# WORK TO COMPLETE
Only lines with the string "post" are wanted. Pull them out of the data.

# SOURCE INFORMATION

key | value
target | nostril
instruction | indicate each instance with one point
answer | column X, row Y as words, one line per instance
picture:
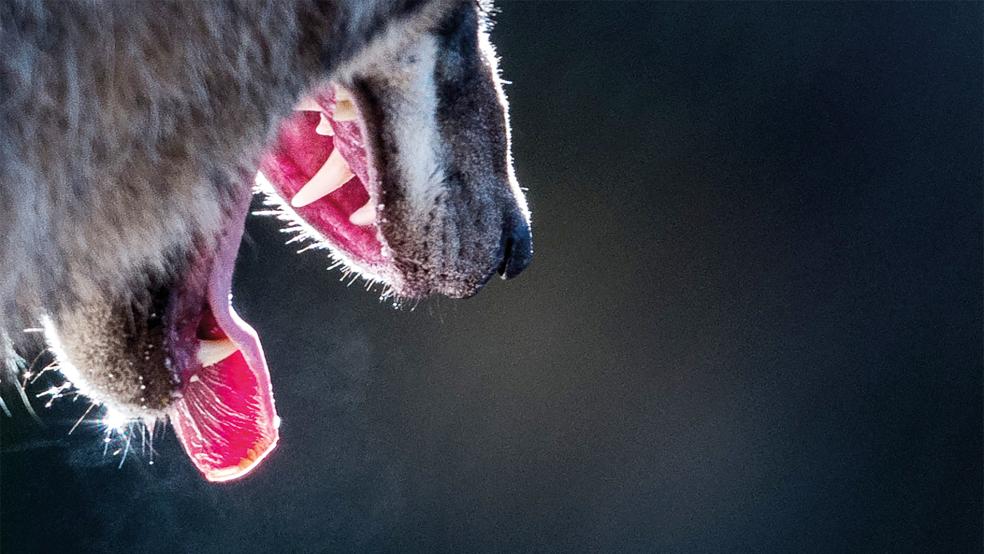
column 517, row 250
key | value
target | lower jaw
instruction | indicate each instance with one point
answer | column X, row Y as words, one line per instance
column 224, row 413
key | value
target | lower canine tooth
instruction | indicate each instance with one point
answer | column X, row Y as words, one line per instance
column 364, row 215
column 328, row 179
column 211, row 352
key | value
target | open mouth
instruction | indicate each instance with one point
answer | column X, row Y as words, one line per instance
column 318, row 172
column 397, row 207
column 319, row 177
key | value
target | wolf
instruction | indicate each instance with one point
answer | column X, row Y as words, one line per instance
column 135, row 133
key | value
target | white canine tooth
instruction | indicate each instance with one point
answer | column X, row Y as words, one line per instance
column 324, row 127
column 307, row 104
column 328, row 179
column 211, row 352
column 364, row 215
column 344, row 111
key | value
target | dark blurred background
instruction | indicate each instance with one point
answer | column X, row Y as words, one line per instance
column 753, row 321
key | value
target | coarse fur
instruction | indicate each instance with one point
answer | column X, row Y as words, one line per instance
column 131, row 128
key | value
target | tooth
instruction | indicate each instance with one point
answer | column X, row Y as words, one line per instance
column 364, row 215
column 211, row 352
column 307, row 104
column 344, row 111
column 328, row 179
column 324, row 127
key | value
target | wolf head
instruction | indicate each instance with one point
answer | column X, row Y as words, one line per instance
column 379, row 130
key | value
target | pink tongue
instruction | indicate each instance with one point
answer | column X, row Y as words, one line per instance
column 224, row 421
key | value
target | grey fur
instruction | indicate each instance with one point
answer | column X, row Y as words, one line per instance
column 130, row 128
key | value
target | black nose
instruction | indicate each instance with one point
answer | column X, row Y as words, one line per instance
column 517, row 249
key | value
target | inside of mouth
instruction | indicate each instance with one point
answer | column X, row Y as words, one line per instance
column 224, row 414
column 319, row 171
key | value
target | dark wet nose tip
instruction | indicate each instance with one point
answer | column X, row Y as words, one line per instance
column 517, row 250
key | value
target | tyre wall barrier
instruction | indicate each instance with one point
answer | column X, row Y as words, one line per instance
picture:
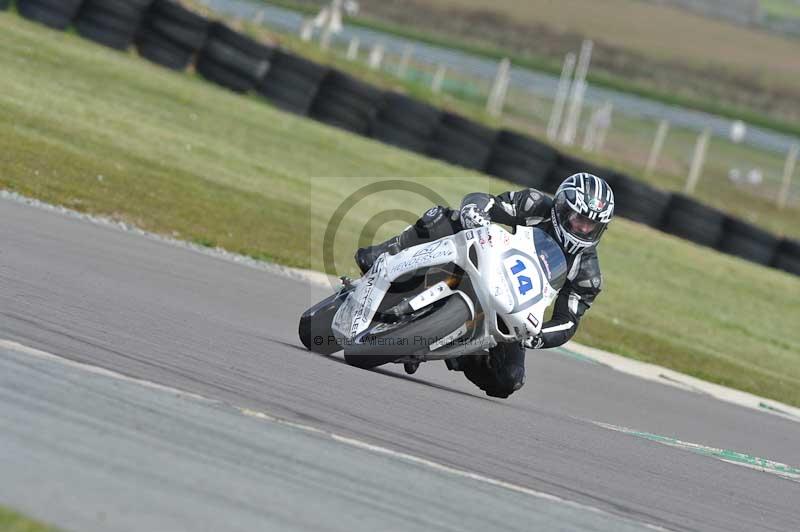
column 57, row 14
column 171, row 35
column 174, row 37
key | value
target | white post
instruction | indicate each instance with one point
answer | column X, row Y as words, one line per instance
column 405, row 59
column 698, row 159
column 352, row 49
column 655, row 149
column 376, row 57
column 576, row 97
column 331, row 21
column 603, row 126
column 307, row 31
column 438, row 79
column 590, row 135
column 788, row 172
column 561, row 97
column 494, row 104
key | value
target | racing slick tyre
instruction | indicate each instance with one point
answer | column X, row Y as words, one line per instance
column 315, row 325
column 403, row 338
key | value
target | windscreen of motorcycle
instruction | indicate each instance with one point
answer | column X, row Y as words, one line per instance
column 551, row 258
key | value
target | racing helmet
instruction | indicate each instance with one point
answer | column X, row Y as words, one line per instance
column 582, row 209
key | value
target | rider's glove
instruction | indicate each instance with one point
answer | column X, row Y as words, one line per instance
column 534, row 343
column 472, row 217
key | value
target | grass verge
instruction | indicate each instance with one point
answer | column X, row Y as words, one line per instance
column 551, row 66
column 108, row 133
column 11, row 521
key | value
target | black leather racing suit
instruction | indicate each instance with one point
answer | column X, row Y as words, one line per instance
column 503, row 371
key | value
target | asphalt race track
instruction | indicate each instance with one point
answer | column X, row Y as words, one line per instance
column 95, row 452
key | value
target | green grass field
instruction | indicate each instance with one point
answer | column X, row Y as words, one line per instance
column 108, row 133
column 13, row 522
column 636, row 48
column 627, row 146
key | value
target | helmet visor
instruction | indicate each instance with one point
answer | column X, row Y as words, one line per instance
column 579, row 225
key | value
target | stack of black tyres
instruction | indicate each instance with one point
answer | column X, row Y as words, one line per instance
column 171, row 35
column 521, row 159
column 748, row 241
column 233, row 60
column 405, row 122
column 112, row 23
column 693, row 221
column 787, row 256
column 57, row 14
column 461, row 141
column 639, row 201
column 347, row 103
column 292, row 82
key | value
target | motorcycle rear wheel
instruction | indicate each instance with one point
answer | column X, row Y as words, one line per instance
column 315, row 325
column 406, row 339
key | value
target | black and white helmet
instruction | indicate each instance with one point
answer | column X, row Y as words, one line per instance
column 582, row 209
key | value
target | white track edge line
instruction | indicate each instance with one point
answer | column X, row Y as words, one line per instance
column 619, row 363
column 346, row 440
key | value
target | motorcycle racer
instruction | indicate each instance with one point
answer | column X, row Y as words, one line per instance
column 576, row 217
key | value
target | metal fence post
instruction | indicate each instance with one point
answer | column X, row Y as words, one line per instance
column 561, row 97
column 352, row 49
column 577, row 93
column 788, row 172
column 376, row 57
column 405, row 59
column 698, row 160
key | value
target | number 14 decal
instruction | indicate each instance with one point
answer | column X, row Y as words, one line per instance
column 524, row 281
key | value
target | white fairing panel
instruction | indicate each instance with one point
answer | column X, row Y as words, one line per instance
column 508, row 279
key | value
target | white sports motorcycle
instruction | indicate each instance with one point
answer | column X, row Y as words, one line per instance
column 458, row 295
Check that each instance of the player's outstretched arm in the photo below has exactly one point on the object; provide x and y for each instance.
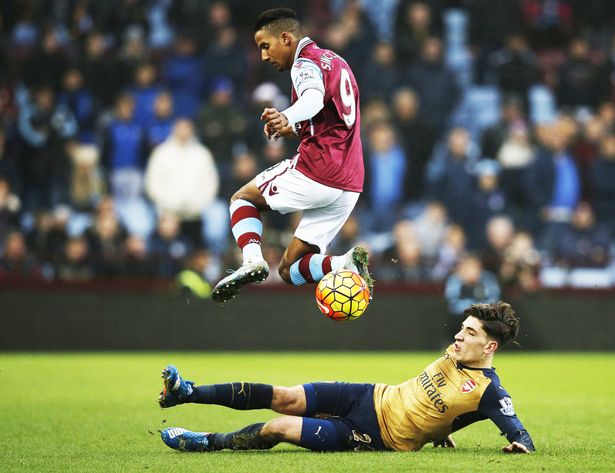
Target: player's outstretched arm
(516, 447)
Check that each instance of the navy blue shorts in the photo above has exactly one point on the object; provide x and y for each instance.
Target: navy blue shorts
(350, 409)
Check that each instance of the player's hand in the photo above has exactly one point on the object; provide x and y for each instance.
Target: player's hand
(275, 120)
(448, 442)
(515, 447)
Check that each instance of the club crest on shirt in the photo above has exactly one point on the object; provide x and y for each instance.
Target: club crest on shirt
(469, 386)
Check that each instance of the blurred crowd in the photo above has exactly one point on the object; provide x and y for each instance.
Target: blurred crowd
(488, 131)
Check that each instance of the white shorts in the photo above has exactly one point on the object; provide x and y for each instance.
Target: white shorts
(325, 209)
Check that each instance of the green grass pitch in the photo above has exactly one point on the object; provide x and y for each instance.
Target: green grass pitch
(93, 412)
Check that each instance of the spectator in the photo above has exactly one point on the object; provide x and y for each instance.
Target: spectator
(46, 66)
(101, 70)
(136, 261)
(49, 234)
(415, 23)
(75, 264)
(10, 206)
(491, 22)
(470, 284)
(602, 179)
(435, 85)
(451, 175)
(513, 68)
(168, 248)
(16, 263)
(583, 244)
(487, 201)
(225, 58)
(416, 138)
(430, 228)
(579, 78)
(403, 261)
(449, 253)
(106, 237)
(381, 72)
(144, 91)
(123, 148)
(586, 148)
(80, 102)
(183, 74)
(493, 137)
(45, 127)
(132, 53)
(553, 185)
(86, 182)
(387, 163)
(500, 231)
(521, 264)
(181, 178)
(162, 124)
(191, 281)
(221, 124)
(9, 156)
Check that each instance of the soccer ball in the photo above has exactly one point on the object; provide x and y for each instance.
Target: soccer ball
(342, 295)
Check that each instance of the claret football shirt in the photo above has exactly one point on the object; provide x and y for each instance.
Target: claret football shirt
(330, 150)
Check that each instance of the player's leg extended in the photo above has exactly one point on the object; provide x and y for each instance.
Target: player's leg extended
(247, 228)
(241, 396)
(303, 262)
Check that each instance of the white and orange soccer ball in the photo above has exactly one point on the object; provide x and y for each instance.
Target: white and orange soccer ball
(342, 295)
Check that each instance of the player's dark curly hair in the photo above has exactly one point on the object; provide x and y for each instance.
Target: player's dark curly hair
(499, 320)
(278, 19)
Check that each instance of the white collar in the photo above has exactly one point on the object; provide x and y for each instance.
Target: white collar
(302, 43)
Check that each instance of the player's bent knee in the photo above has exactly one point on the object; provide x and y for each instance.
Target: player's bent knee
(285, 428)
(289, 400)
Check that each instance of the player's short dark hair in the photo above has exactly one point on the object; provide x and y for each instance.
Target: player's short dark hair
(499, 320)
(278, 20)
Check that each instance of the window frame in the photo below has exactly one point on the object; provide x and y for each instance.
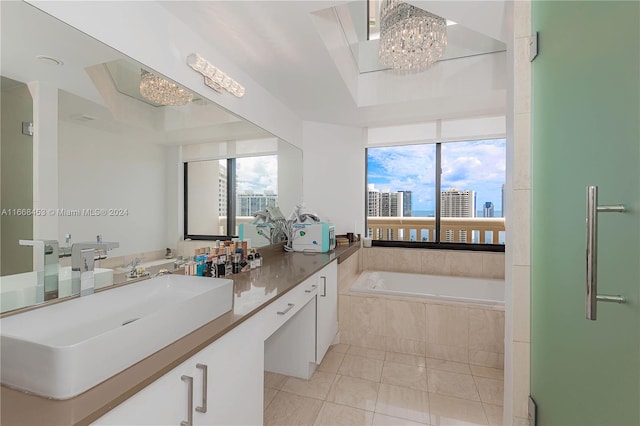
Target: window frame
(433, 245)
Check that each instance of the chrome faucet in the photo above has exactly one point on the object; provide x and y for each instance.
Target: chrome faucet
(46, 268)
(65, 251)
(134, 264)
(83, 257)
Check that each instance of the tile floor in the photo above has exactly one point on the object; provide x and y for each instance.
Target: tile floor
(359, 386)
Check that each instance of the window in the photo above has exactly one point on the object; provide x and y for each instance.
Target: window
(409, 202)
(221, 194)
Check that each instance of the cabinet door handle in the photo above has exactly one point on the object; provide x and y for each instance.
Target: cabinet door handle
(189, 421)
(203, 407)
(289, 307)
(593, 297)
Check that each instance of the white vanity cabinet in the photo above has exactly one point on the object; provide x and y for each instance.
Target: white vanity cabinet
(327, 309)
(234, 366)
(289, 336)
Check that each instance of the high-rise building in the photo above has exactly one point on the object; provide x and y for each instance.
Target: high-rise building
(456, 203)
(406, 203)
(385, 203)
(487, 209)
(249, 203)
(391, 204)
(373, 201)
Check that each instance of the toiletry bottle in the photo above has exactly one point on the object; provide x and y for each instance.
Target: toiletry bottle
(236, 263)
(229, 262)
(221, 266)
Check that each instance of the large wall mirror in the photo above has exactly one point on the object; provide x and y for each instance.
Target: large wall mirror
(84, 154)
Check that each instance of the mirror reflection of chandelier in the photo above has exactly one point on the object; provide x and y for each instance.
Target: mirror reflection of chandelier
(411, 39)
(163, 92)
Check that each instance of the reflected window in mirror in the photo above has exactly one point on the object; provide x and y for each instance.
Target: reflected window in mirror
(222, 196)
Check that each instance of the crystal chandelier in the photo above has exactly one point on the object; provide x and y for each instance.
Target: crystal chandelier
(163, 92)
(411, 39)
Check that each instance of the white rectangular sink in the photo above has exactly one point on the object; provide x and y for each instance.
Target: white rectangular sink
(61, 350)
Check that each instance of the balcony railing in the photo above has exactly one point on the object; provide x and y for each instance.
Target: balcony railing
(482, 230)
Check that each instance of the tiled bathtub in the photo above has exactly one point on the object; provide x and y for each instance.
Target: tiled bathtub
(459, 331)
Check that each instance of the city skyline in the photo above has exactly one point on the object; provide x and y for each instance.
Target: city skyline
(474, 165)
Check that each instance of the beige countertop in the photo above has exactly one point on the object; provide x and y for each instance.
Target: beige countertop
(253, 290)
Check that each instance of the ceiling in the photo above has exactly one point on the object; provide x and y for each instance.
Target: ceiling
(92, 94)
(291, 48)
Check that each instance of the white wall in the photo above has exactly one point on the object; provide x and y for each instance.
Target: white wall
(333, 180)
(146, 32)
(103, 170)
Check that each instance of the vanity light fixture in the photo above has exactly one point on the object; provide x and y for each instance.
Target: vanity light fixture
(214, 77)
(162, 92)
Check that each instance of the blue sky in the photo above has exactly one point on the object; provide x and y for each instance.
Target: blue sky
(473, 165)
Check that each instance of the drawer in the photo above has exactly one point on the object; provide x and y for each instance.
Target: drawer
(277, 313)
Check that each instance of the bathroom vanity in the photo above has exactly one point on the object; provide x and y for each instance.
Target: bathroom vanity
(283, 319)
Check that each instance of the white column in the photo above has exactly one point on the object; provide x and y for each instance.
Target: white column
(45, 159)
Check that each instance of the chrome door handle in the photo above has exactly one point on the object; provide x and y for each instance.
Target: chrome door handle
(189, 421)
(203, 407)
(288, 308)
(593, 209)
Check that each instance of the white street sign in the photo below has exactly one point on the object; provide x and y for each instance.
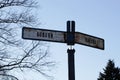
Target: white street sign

# YOUR SOLUTION
target | white post
target | metal fence post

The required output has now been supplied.